▶ EXERCISE DIRECTIONS
Please reproduce the entire listing below word for word, omitting the pictures.

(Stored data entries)
>> BEGIN

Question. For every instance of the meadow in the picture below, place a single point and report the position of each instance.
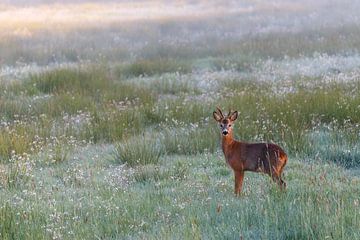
(106, 130)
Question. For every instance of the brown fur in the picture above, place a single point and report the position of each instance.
(266, 158)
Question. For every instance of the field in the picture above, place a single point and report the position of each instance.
(106, 125)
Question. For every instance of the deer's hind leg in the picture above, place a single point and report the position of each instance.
(276, 177)
(239, 177)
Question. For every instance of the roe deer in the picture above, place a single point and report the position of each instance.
(255, 157)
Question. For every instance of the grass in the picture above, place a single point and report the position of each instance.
(124, 146)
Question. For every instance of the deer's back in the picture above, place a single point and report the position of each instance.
(259, 157)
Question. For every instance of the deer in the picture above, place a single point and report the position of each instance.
(241, 156)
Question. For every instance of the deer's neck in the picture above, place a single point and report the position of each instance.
(227, 142)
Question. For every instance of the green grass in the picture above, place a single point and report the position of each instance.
(125, 146)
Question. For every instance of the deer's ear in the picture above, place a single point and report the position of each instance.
(217, 116)
(234, 116)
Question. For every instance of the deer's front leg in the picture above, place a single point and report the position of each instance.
(239, 176)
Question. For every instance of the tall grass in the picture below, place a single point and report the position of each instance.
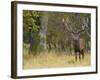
(52, 59)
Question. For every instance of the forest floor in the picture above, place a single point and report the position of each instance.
(48, 60)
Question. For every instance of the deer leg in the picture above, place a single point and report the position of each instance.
(82, 52)
(79, 56)
(75, 56)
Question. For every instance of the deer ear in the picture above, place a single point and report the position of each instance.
(83, 27)
(63, 20)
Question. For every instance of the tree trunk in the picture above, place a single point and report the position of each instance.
(43, 30)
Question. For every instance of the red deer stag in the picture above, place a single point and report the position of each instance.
(78, 43)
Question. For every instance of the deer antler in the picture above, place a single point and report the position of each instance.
(86, 25)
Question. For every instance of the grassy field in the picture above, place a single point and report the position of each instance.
(48, 60)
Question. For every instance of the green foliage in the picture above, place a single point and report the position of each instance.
(57, 38)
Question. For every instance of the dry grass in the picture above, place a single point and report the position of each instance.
(45, 60)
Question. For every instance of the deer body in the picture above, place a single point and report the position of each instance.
(79, 49)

>> END

▶ WRITTEN REPLY
Question. For every instance of the meadow in the picture below, place a single point and report the position of each instance.
(106, 130)
Question. For every instance of the brown fur in the picture above, place a single point and report the position of each instance.
(266, 158)
Question. For every instance of the field in the picture above, place a single point and report the position of each instance.
(106, 125)
Question. For every instance of the deer's hind leg in the picture above, place a single point and report the position of each instance.
(276, 177)
(239, 177)
Question. For every instance of the roe deer in the picture above, place a single point and report the position of each instance.
(255, 157)
Question. For every instance of the grass in the picture above, place a single point and report the position of each instance.
(124, 146)
Question. For every instance of the deer's back in the picture above, place a single point and report the position of each instance.
(259, 157)
Question. For every instance of the deer in the picture above, place a single point and report the position of each instance.
(241, 156)
Question. For every instance of the deer's neck in the picture above, place a single point and report the position of each instance.
(227, 142)
Question. For every instance of the green grass in the picture above, place a single point and report the position of each instance.
(125, 146)
Question. For every instance of the deer's ear in the picture above, place a single point and report the position of each instance.
(217, 116)
(234, 116)
Question. For every instance of the deer's front leg in the picture above, place a single point and report the position of each instance.
(239, 176)
Question. For every instance of the tall grass in the picture below, place a single point and report the position of each instance.
(52, 59)
Question. For every instance of the forest floor in the picture above, place a single point and report the position of each instance.
(48, 60)
Question. For every instance of the deer leg in the picture above, place a single point and report the position of each instance.
(82, 52)
(79, 56)
(75, 56)
Question. For every instance of the deer ear in the picture above, place a single point and report the position of each instance.
(83, 27)
(63, 20)
Question. For every instance of the tree trunk in the picture above, place a single point and report the position of each instance.
(43, 30)
Question. For every instance of the red deer stag in the picture above, place a single point and report the position of each instance.
(78, 43)
Question. For every instance of the deer antler in the picture above, place a single point and report the position of each instance.
(86, 25)
Question. For every instance of the grassy field in the picture above, place a single point and report the position of each instance.
(48, 60)
Question. For every instance of the green foliage in the picture above, place a single point and report the position of each instance.
(57, 38)
Question. For every instance of the dry grass in the picture above, place a single point and report the position of each instance.
(45, 60)
Question. For every instance of the deer body in the picture above, place a single point and report the position of each instance.
(79, 49)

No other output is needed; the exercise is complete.